• _REQUEST_:
Render the data below as a Markdown table with two columns, "Row" and "Line", placing each nonblank line in its own row with its sequential number and omitting blank lines.

• _DATASET ENTRIES_:
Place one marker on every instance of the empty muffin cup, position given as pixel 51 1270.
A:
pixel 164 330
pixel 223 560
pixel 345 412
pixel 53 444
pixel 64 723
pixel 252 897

• _RESPONSE_:
| Row | Line |
|---|---|
| 1 | Place one marker on every instance of the empty muffin cup, position given as pixel 51 1270. |
| 2 | A: |
| 3 | pixel 164 330 |
| 4 | pixel 223 560 |
| 5 | pixel 345 412 |
| 6 | pixel 53 444 |
| 7 | pixel 64 723 |
| 8 | pixel 252 897 |